## Quoted passage
Pantries fight hunger

By Rainey Biddle
Staff Reporter

Food insecurity is a term used to describe a situation in where a person does not know when their next meal will be or where it will come from. Food insecurity affects 15.6 million people, and of those people 3.1 million are children under the age of eighteen. In Indiana, one in seven people go hungry; that is 300,000 children.

Food pantries are a good option for anyone who is in this situation. A food pantry is an organization that distributes food directly to those in need. Food pantries get the food from donations and food banks. Food banks are non-profitable organizations that distribute food to charities and other organizations.

Great Harvest Food Pantry is located in New Whiteland. It has been helping the hungry since October of 2009. They serve 500 food pantries a month. They are open the second and fourth Saturday each month, but they do take emergency appointments throughout. They are a non-profit organization. All the staff are volunteers, meaning that they are not paid. All money goes to continuing helping feed the hungry. Great Harvest Food Pantry believes that helping the hungry is their mission, so they do not have restrictions on who they serve.

Dataset entries
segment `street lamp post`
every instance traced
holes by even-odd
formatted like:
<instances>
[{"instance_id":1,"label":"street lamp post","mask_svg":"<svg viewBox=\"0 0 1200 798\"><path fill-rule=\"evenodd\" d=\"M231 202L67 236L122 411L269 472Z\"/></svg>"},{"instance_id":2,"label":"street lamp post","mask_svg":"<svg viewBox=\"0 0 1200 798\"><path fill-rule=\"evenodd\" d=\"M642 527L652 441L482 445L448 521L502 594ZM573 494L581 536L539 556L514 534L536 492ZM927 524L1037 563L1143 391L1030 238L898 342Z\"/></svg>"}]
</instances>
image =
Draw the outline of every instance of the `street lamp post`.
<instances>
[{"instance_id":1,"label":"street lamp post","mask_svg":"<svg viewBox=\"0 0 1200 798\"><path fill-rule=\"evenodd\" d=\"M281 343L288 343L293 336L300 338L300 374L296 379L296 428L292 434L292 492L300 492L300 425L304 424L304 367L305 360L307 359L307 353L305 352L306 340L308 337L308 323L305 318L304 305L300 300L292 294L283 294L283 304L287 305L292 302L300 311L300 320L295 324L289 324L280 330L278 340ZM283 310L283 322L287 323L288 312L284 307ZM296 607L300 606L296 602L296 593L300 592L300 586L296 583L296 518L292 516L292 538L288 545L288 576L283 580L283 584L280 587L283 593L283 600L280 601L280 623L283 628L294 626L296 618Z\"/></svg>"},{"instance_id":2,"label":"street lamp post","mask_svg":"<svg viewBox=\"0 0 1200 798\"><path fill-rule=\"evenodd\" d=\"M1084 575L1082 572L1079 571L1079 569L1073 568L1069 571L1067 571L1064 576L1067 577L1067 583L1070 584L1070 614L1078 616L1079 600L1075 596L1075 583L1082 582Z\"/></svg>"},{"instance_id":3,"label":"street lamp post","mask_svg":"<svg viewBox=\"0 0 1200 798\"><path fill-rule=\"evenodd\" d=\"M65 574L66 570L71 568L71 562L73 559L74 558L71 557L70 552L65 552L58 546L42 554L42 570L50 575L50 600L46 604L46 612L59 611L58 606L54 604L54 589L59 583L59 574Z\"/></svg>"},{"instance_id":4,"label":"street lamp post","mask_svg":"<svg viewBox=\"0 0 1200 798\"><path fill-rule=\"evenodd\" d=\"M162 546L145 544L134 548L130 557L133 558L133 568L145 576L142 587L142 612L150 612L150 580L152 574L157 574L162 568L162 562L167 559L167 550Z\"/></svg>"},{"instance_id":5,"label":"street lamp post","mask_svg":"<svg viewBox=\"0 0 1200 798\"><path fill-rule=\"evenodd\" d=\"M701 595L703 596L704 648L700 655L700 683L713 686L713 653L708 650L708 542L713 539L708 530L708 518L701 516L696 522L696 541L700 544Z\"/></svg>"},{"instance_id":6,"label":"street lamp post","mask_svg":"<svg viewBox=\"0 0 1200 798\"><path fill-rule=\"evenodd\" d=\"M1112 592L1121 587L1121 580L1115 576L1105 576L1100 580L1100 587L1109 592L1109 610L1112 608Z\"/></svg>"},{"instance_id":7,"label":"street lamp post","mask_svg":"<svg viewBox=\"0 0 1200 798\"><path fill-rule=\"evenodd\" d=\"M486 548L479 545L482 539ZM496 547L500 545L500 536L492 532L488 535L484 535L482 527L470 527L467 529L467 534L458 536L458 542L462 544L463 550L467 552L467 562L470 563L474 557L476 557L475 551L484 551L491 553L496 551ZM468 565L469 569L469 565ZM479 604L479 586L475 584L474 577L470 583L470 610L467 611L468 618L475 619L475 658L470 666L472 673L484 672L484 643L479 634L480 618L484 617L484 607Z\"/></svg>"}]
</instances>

## The task
Retype the part of the food pantry article starting at "Food insecurity is" and ending at "is 300,000 children.".

## Answer to this problem
Food insecurity is a term used to describe a situation in where a person does not know when their next meal will be or where it will come from. Food insecurity affects 15.6 million people, and of those people 3.1 million are children under the age of eighteen. In Indiana, one in seven people go hungry; that is 300,000 children.